## Aim of the exercise
Pictures are not part of the answer. Return the lines from the one containing "Query: wood grain texture" through the end of the data, both included, exactly as they appear.

*** Begin section ***

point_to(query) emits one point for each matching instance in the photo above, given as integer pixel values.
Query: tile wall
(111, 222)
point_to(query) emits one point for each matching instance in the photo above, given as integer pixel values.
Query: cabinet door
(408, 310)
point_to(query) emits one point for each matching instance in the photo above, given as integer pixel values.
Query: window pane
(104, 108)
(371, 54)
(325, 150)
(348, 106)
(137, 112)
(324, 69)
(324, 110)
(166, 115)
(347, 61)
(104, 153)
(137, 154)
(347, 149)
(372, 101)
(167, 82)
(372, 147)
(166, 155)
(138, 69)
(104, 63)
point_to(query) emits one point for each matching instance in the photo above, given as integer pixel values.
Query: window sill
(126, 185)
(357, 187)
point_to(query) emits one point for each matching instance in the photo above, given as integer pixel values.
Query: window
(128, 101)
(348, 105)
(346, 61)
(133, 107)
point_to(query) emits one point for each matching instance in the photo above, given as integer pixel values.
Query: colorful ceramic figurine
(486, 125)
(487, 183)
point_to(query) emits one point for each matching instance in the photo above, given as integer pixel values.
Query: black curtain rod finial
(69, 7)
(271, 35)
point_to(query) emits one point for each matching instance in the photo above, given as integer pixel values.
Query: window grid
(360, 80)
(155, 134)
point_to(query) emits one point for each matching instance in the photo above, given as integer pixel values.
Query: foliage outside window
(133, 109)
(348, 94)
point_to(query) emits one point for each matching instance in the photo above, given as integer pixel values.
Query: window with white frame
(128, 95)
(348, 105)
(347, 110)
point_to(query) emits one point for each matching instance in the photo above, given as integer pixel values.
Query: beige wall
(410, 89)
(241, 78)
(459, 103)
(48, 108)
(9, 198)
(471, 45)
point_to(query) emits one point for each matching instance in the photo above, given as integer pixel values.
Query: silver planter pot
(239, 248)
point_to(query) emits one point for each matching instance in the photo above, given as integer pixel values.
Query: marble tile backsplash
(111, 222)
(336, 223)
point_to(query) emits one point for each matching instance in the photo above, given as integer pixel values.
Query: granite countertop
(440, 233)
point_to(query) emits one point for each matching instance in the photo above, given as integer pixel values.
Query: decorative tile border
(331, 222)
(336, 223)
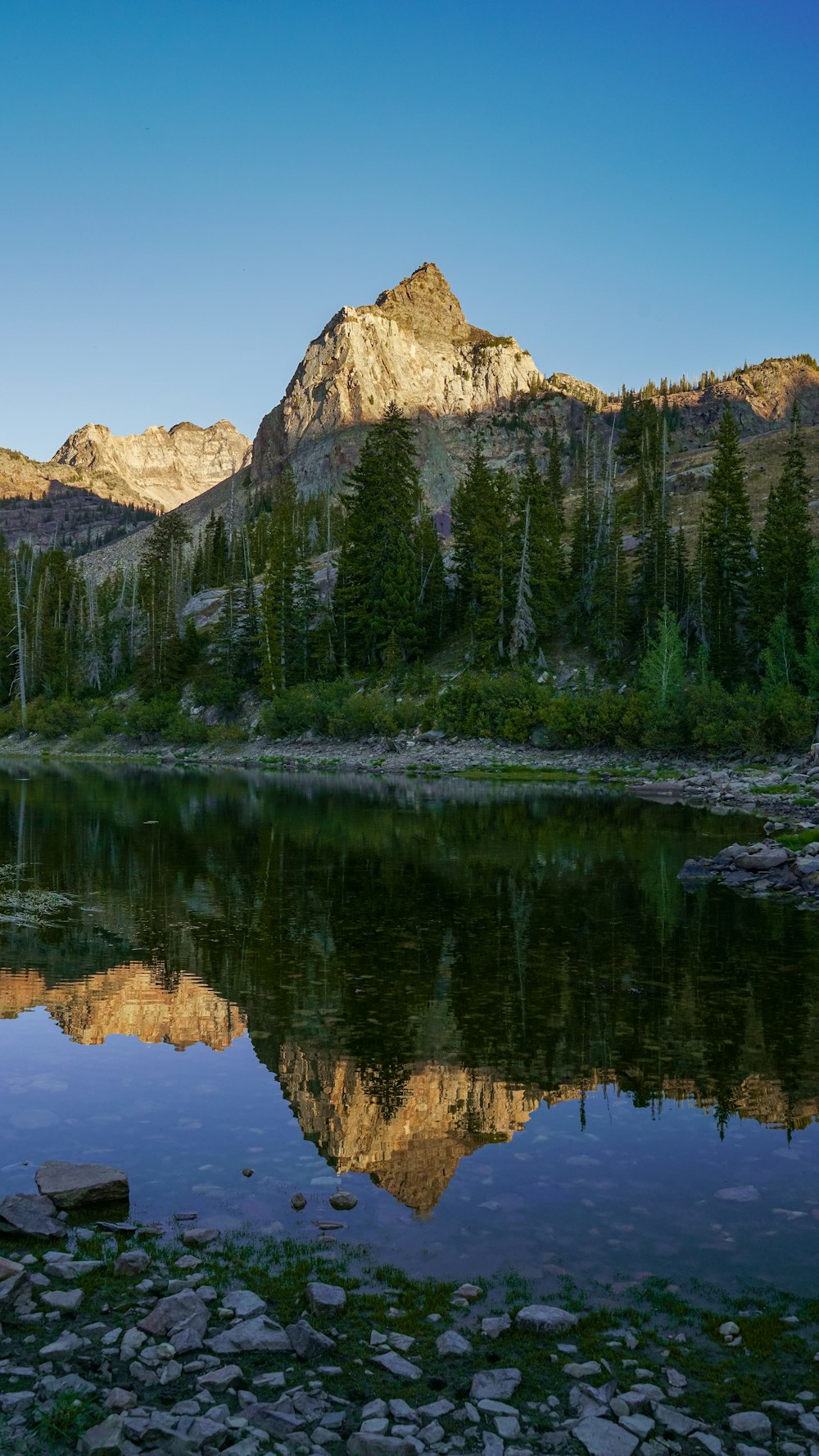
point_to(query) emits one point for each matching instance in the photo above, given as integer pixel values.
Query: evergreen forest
(347, 615)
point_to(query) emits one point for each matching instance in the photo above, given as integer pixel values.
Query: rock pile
(762, 868)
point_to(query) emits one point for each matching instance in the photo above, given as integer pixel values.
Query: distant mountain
(102, 486)
(416, 347)
(165, 468)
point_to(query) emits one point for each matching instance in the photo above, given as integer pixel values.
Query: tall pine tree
(726, 555)
(785, 546)
(376, 593)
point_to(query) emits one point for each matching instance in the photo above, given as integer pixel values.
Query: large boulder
(178, 1318)
(260, 1336)
(33, 1214)
(72, 1186)
(767, 858)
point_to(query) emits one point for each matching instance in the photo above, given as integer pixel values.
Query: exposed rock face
(446, 1115)
(161, 466)
(129, 1001)
(413, 347)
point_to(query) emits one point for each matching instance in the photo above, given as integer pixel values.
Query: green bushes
(338, 711)
(482, 707)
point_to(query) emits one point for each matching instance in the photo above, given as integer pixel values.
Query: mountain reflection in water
(419, 967)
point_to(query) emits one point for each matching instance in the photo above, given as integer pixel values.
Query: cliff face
(413, 347)
(127, 1001)
(413, 1151)
(161, 466)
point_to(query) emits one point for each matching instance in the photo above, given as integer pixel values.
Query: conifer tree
(785, 545)
(540, 504)
(277, 602)
(376, 591)
(726, 555)
(654, 581)
(433, 597)
(523, 628)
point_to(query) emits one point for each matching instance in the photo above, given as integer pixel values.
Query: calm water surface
(490, 1012)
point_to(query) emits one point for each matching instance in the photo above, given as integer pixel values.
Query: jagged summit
(162, 466)
(414, 347)
(426, 306)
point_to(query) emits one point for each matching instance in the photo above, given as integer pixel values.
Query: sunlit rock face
(410, 1145)
(127, 1001)
(413, 347)
(161, 466)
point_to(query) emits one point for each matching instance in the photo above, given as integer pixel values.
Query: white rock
(602, 1437)
(495, 1385)
(547, 1319)
(452, 1344)
(753, 1424)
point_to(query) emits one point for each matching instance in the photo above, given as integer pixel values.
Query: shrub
(56, 717)
(482, 707)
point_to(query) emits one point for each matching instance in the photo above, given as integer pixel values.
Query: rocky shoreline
(762, 868)
(785, 787)
(125, 1340)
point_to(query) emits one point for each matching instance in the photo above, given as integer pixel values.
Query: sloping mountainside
(416, 347)
(452, 379)
(164, 466)
(101, 485)
(413, 347)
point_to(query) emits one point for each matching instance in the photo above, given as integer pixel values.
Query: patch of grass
(61, 1426)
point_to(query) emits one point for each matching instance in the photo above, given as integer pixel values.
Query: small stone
(66, 1345)
(104, 1437)
(469, 1291)
(432, 1435)
(452, 1344)
(308, 1343)
(545, 1319)
(325, 1299)
(712, 1443)
(72, 1186)
(495, 1385)
(133, 1263)
(244, 1304)
(120, 1399)
(33, 1214)
(220, 1379)
(398, 1366)
(640, 1426)
(260, 1334)
(602, 1437)
(200, 1238)
(343, 1201)
(753, 1424)
(66, 1300)
(366, 1445)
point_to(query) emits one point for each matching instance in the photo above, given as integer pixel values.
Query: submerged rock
(70, 1186)
(31, 1213)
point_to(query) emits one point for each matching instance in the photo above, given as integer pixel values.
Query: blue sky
(190, 190)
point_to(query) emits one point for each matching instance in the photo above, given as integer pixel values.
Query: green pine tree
(785, 545)
(376, 590)
(726, 555)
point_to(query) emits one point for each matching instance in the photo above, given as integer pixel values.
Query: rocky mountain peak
(161, 466)
(426, 306)
(411, 346)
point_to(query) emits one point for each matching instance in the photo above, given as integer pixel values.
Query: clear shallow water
(490, 1012)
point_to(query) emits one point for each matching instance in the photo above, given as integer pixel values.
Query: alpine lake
(488, 1011)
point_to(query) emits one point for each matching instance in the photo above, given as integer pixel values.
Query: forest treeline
(338, 612)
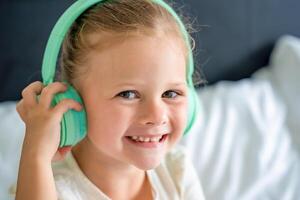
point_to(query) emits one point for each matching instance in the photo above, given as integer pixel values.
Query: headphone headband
(53, 46)
(67, 19)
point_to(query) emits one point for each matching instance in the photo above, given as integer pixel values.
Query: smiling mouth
(153, 139)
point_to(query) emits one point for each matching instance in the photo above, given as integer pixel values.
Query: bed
(246, 142)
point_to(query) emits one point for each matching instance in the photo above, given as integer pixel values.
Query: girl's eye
(128, 94)
(170, 94)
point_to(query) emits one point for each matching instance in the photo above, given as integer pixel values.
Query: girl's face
(135, 95)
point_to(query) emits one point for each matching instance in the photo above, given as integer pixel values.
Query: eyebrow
(141, 83)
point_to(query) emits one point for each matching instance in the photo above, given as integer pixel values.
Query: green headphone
(74, 123)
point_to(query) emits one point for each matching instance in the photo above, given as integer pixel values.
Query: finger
(61, 153)
(65, 105)
(20, 108)
(49, 92)
(30, 92)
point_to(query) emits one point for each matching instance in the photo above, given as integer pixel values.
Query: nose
(153, 112)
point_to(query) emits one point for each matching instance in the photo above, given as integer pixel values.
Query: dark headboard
(236, 36)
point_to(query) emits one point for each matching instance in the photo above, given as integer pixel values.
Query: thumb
(61, 153)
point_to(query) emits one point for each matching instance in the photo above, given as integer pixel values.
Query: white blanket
(245, 144)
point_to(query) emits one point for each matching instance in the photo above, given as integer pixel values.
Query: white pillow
(242, 145)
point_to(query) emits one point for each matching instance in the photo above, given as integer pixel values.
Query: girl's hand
(42, 135)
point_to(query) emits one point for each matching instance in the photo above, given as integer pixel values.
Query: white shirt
(175, 178)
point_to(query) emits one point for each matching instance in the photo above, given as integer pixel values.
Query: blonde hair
(113, 20)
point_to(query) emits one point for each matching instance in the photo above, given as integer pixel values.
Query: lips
(147, 143)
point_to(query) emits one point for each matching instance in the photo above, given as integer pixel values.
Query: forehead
(134, 56)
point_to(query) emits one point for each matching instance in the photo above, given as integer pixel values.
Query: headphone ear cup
(193, 106)
(73, 123)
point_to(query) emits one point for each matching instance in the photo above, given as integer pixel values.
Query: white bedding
(245, 144)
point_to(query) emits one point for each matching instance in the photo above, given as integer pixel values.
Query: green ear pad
(73, 123)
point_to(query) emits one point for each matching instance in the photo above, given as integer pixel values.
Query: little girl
(127, 59)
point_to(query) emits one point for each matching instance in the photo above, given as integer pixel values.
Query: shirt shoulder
(183, 174)
(71, 183)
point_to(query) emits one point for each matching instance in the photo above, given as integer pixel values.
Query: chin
(148, 163)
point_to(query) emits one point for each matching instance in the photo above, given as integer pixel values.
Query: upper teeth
(146, 139)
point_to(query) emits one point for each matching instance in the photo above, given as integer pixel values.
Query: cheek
(108, 119)
(179, 116)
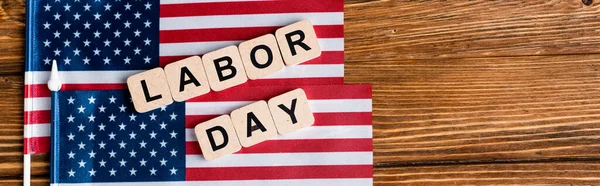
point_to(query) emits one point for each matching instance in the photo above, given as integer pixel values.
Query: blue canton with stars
(94, 34)
(100, 138)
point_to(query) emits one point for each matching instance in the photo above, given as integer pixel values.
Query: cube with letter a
(217, 138)
(298, 42)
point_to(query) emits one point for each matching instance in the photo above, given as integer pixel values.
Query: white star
(56, 16)
(143, 144)
(71, 100)
(173, 134)
(112, 154)
(96, 52)
(153, 171)
(173, 171)
(153, 135)
(143, 126)
(111, 135)
(122, 145)
(147, 60)
(47, 25)
(137, 33)
(132, 117)
(92, 172)
(117, 16)
(97, 16)
(143, 162)
(81, 163)
(137, 15)
(92, 136)
(71, 119)
(132, 135)
(71, 173)
(92, 100)
(102, 145)
(122, 162)
(71, 137)
(128, 6)
(77, 16)
(87, 25)
(81, 127)
(67, 61)
(71, 155)
(132, 171)
(122, 108)
(153, 153)
(92, 118)
(173, 116)
(112, 172)
(102, 108)
(132, 153)
(92, 154)
(81, 109)
(47, 61)
(81, 145)
(106, 61)
(102, 163)
(127, 42)
(67, 25)
(163, 162)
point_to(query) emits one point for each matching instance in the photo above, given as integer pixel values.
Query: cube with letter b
(217, 138)
(154, 87)
(298, 42)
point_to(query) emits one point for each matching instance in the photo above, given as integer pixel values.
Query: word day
(254, 123)
(224, 68)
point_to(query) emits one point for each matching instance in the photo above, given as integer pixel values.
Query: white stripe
(36, 130)
(249, 20)
(287, 182)
(317, 106)
(199, 48)
(282, 159)
(82, 77)
(313, 132)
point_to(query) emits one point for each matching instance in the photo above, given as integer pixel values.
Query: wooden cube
(261, 56)
(217, 138)
(187, 78)
(253, 123)
(291, 111)
(298, 42)
(149, 90)
(224, 68)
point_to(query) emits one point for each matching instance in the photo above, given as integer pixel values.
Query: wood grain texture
(464, 92)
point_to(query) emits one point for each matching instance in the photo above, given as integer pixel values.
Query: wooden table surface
(466, 92)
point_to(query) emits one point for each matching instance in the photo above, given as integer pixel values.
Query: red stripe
(36, 145)
(321, 119)
(280, 172)
(238, 34)
(252, 7)
(327, 57)
(248, 93)
(37, 117)
(306, 145)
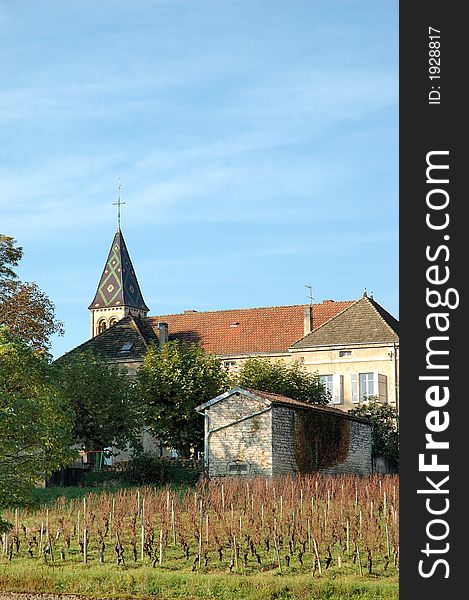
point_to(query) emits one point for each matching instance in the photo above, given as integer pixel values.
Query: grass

*** End section ***

## Result for this exercise
Query: wood grain texture
(464, 92)
point_to(query) emits one point for each matching instance in the photo above, given as integer pixel values.
Query: wooden table surface
(466, 92)
point_to(query) emits one point for each matching instance in the photo above, given as integer pixel values.
Query: red stripe
(36, 145)
(321, 119)
(280, 172)
(238, 34)
(252, 7)
(327, 57)
(248, 93)
(37, 117)
(306, 145)
point_to(query) emits one point for each matching instance in the photo above, given as integer pixel values.
Query: grass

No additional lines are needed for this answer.